_What you have to do_. Render every line of the records below as a Markdown table with the columns Row and Line, numbering the rows in order and leaving out blank lines.

------------------------------------

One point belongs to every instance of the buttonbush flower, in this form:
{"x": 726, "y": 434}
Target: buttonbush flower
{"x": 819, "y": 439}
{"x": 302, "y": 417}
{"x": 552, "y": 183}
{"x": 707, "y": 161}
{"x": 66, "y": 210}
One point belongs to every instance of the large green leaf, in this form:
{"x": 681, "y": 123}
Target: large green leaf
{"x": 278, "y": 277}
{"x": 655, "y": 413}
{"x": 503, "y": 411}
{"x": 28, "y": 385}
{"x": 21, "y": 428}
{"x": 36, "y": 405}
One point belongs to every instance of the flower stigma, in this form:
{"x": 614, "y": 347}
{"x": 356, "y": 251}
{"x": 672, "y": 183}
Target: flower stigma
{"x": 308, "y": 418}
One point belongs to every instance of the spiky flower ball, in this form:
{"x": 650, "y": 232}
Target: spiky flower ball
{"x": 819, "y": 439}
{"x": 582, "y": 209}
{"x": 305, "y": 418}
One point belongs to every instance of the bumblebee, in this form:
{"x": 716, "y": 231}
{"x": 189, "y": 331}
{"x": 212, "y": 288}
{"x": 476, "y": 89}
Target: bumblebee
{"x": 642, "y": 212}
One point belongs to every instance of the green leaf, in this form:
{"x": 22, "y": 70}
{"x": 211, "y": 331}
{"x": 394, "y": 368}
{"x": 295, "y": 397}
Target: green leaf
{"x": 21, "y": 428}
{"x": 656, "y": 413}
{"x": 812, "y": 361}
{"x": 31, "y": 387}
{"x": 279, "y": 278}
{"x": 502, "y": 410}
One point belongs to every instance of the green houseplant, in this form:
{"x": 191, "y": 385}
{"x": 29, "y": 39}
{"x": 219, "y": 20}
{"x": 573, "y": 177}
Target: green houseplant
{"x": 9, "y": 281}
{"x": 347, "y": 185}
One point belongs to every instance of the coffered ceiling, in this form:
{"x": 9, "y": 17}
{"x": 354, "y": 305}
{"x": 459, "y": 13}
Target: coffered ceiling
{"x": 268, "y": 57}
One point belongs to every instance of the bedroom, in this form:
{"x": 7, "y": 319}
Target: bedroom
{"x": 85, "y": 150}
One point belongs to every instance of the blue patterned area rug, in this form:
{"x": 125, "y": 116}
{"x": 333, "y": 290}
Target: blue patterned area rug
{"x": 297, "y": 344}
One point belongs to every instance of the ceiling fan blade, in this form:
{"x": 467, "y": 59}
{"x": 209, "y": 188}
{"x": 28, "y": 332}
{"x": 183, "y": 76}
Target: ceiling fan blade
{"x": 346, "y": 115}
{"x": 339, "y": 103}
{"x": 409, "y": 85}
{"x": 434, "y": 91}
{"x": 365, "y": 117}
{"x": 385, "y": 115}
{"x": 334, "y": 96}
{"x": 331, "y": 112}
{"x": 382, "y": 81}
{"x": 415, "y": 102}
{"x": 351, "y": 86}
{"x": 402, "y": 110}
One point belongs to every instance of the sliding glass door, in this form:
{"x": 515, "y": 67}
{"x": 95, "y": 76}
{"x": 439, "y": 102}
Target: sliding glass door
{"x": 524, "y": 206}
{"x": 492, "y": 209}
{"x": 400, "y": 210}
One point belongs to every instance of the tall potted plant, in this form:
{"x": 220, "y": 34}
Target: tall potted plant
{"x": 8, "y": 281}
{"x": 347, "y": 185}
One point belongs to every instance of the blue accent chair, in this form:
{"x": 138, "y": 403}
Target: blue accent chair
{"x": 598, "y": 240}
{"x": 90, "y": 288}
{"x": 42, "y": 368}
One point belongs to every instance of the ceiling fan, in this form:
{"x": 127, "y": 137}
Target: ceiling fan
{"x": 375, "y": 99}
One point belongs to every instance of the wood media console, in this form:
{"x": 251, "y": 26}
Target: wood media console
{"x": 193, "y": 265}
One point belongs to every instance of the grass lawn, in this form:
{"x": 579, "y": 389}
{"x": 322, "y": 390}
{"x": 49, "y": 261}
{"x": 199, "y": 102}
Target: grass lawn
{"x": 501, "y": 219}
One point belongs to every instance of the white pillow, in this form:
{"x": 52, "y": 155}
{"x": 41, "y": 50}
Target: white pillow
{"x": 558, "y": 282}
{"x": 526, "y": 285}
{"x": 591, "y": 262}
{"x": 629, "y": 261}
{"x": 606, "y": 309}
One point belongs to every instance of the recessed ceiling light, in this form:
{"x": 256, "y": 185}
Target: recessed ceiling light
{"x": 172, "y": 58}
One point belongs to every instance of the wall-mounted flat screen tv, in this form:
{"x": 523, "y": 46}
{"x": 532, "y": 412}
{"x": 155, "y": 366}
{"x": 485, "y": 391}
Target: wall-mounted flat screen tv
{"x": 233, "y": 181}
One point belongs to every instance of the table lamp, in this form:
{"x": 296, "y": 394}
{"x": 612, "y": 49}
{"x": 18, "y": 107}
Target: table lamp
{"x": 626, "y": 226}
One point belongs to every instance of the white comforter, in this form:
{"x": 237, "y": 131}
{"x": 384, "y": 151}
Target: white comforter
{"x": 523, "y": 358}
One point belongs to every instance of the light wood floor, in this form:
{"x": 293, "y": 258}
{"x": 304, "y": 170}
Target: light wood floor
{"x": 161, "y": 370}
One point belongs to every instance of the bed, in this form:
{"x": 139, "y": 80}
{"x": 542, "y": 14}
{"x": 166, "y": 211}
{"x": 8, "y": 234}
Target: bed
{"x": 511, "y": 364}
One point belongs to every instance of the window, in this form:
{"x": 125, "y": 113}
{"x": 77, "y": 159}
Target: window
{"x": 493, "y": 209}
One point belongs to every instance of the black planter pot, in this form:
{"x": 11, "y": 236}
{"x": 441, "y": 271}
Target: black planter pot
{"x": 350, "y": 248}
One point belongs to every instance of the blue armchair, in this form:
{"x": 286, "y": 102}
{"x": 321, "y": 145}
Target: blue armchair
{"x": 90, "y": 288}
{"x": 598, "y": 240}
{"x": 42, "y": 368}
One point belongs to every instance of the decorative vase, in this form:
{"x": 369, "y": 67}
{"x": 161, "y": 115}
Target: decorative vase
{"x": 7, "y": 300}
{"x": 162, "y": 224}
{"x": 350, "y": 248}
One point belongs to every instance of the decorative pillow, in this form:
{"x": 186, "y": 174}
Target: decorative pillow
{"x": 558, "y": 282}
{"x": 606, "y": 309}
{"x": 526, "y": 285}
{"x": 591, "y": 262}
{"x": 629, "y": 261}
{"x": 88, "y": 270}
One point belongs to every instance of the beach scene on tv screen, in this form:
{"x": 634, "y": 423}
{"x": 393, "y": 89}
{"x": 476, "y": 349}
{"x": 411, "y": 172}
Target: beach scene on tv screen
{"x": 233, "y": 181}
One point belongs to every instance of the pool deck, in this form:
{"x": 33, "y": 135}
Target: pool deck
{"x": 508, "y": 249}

------------------------------------

_Task response_.
| Row | Line |
|---|---|
| 1 | One point belongs to every instance of the buttonbush flower, in this form: |
| 2 | {"x": 726, "y": 434} |
| 3 | Target: buttonbush flower |
| 4 | {"x": 819, "y": 439} |
| 5 | {"x": 302, "y": 417} |
| 6 | {"x": 552, "y": 183} |
| 7 | {"x": 707, "y": 161} |
| 8 | {"x": 66, "y": 210} |
| 9 | One point belongs to every instance of the large green leaf, in this form: |
| 10 | {"x": 681, "y": 123} |
| 11 | Target: large green leaf |
| 12 | {"x": 278, "y": 277} |
| 13 | {"x": 655, "y": 413} |
| 14 | {"x": 503, "y": 411} |
| 15 | {"x": 28, "y": 385} |
| 16 | {"x": 21, "y": 428} |
| 17 | {"x": 36, "y": 405} |
| 18 | One point belongs to every instance of the flower stigma, in this form: |
| 19 | {"x": 614, "y": 347} |
| 20 | {"x": 356, "y": 251} |
| 21 | {"x": 672, "y": 183} |
| 22 | Target: flower stigma |
| 23 | {"x": 308, "y": 418} |
| 24 | One point belongs to every instance of the spiky flower ball, in this form: |
| 25 | {"x": 650, "y": 232} |
| 26 | Target: spiky flower ball |
| 27 | {"x": 819, "y": 439} |
| 28 | {"x": 582, "y": 209} |
| 29 | {"x": 305, "y": 418} |
| 30 | One point belongs to every instance of the bumblebee, in this form: |
| 31 | {"x": 716, "y": 231} |
| 32 | {"x": 189, "y": 331} |
| 33 | {"x": 212, "y": 288} |
| 34 | {"x": 476, "y": 89} |
| 35 | Target: bumblebee |
| 36 | {"x": 642, "y": 212} |
| 37 | One point belongs to every instance of the green leaf, in this form: |
| 38 | {"x": 22, "y": 70} |
| 39 | {"x": 211, "y": 331} |
| 40 | {"x": 394, "y": 368} |
| 41 | {"x": 295, "y": 397} |
| 42 | Target: green leaf |
| 43 | {"x": 21, "y": 428} |
| 44 | {"x": 656, "y": 413} |
| 45 | {"x": 812, "y": 361} |
| 46 | {"x": 31, "y": 387} |
| 47 | {"x": 279, "y": 278} |
| 48 | {"x": 502, "y": 410} |
| 49 | One point belongs to every instance of the green houseplant, in this form: |
| 50 | {"x": 191, "y": 385} |
| 51 | {"x": 29, "y": 39} |
| 52 | {"x": 219, "y": 20} |
| 53 | {"x": 573, "y": 177} |
| 54 | Target: green houseplant |
| 55 | {"x": 9, "y": 281} |
| 56 | {"x": 347, "y": 185} |
| 57 | One point belongs to every instance of the coffered ceiling, in this form: |
| 58 | {"x": 9, "y": 17} |
| 59 | {"x": 354, "y": 305} |
| 60 | {"x": 459, "y": 13} |
| 61 | Target: coffered ceiling |
| 62 | {"x": 268, "y": 57} |
| 63 | One point belongs to every instance of the bedroom, in this form: |
| 64 | {"x": 7, "y": 319} |
| 65 | Target: bedroom |
| 66 | {"x": 85, "y": 150} |
| 67 | One point belongs to every instance of the blue patterned area rug, in this form: |
| 68 | {"x": 125, "y": 116} |
| 69 | {"x": 333, "y": 290} |
| 70 | Target: blue patterned area rug |
| 71 | {"x": 297, "y": 344} |
| 72 | One point belongs to every instance of the ceiling fan blade, in this form: |
| 73 | {"x": 467, "y": 59} |
| 74 | {"x": 209, "y": 188} |
| 75 | {"x": 28, "y": 332} |
| 76 | {"x": 183, "y": 76} |
| 77 | Target: ceiling fan blade |
| 78 | {"x": 346, "y": 115} |
| 79 | {"x": 339, "y": 103} |
| 80 | {"x": 409, "y": 85} |
| 81 | {"x": 434, "y": 91} |
| 82 | {"x": 365, "y": 117} |
| 83 | {"x": 385, "y": 115} |
| 84 | {"x": 334, "y": 96} |
| 85 | {"x": 331, "y": 112} |
| 86 | {"x": 382, "y": 81} |
| 87 | {"x": 415, "y": 102} |
| 88 | {"x": 351, "y": 86} |
| 89 | {"x": 402, "y": 110} |
| 90 | One point belongs to every instance of the sliding glass door, in this form: |
| 91 | {"x": 515, "y": 67} |
| 92 | {"x": 95, "y": 76} |
| 93 | {"x": 439, "y": 102} |
| 94 | Target: sliding glass door |
| 95 | {"x": 524, "y": 206} |
| 96 | {"x": 492, "y": 209} |
| 97 | {"x": 400, "y": 210} |
| 98 | One point belongs to every instance of the tall potted plant, in this form: |
| 99 | {"x": 220, "y": 34} |
| 100 | Target: tall potted plant |
| 101 | {"x": 8, "y": 281} |
| 102 | {"x": 347, "y": 185} |
| 103 | One point belongs to every instance of the blue accent chair, in this form: |
| 104 | {"x": 138, "y": 403} |
| 105 | Target: blue accent chair |
| 106 | {"x": 598, "y": 240} |
| 107 | {"x": 90, "y": 288} |
| 108 | {"x": 42, "y": 368} |
| 109 | One point belongs to every instance of the ceiling fan, in this form: |
| 110 | {"x": 127, "y": 137} |
| 111 | Target: ceiling fan |
| 112 | {"x": 375, "y": 99} |
| 113 | One point belongs to every instance of the wood media console, in this form: |
| 114 | {"x": 251, "y": 26} |
| 115 | Target: wood media console |
| 116 | {"x": 193, "y": 265} |
| 117 | One point belongs to every instance of the grass lawn, in this form: |
| 118 | {"x": 579, "y": 389} |
| 119 | {"x": 322, "y": 390} |
| 120 | {"x": 49, "y": 261} |
| 121 | {"x": 199, "y": 102} |
| 122 | Target: grass lawn |
| 123 | {"x": 501, "y": 219} |
| 124 | One point belongs to every instance of the white pillow, in this form: |
| 125 | {"x": 52, "y": 155} |
| 126 | {"x": 41, "y": 50} |
| 127 | Target: white pillow |
| 128 | {"x": 558, "y": 282} |
| 129 | {"x": 526, "y": 285} |
| 130 | {"x": 591, "y": 262} |
| 131 | {"x": 629, "y": 261} |
| 132 | {"x": 606, "y": 309} |
| 133 | One point belongs to every instance of the recessed ceiling light, in this form: |
| 134 | {"x": 256, "y": 185} |
| 135 | Target: recessed ceiling light |
| 136 | {"x": 172, "y": 58} |
| 137 | One point belongs to every instance of the wall-mounted flat screen tv, in this form: |
| 138 | {"x": 523, "y": 46} |
| 139 | {"x": 532, "y": 412} |
| 140 | {"x": 155, "y": 366} |
| 141 | {"x": 485, "y": 391} |
| 142 | Target: wall-mounted flat screen tv |
| 143 | {"x": 233, "y": 181} |
| 144 | One point belongs to every instance of the table lamp, in this form: |
| 145 | {"x": 296, "y": 394} |
| 146 | {"x": 612, "y": 49} |
| 147 | {"x": 18, "y": 107} |
| 148 | Target: table lamp |
| 149 | {"x": 626, "y": 226} |
| 150 | One point belongs to every instance of the white comforter, in this form: |
| 151 | {"x": 237, "y": 131} |
| 152 | {"x": 384, "y": 151} |
| 153 | Target: white comforter |
| 154 | {"x": 523, "y": 358} |
| 155 | One point belongs to every instance of the light wood floor, in this form: |
| 156 | {"x": 293, "y": 258} |
| 157 | {"x": 304, "y": 170} |
| 158 | Target: light wood floor |
| 159 | {"x": 161, "y": 370} |
| 160 | One point belongs to every instance of the bed, in this form: |
| 161 | {"x": 139, "y": 80} |
| 162 | {"x": 542, "y": 14} |
| 163 | {"x": 166, "y": 211} |
| 164 | {"x": 8, "y": 234} |
| 165 | Target: bed |
| 166 | {"x": 511, "y": 364} |
| 167 | One point belongs to every instance of the window, in this form: |
| 168 | {"x": 125, "y": 113} |
| 169 | {"x": 77, "y": 159} |
| 170 | Target: window |
| 171 | {"x": 493, "y": 209} |
| 172 | One point belongs to every instance of the black planter pot, in this form: |
| 173 | {"x": 11, "y": 236} |
| 174 | {"x": 441, "y": 271} |
| 175 | Target: black planter pot |
| 176 | {"x": 350, "y": 248} |
| 177 | One point belongs to every instance of the blue armchair, in this form: |
| 178 | {"x": 286, "y": 102} |
| 179 | {"x": 321, "y": 145} |
| 180 | Target: blue armchair |
| 181 | {"x": 90, "y": 288} |
| 182 | {"x": 598, "y": 240} |
| 183 | {"x": 42, "y": 368} |
| 184 | One point belongs to every instance of the decorative vase, in this form: |
| 185 | {"x": 369, "y": 67} |
| 186 | {"x": 161, "y": 115} |
| 187 | Target: decorative vase |
| 188 | {"x": 7, "y": 300} |
| 189 | {"x": 162, "y": 224} |
| 190 | {"x": 350, "y": 248} |
| 191 | One point belongs to every instance of the decorative pillow, in this form: |
| 192 | {"x": 186, "y": 174} |
| 193 | Target: decorative pillow |
| 194 | {"x": 558, "y": 282} |
| 195 | {"x": 606, "y": 309} |
| 196 | {"x": 526, "y": 285} |
| 197 | {"x": 591, "y": 262} |
| 198 | {"x": 629, "y": 261} |
| 199 | {"x": 88, "y": 270} |
| 200 | One point belongs to every instance of the beach scene on tv screen, in this form: |
| 201 | {"x": 634, "y": 423} |
| 202 | {"x": 393, "y": 89} |
| 203 | {"x": 476, "y": 349} |
| 204 | {"x": 411, "y": 172} |
| 205 | Target: beach scene on tv screen |
| 206 | {"x": 233, "y": 181} |
| 207 | One point belongs to every instance of the pool deck, in this form: |
| 208 | {"x": 33, "y": 135} |
| 209 | Target: pool deck |
| 210 | {"x": 508, "y": 249} |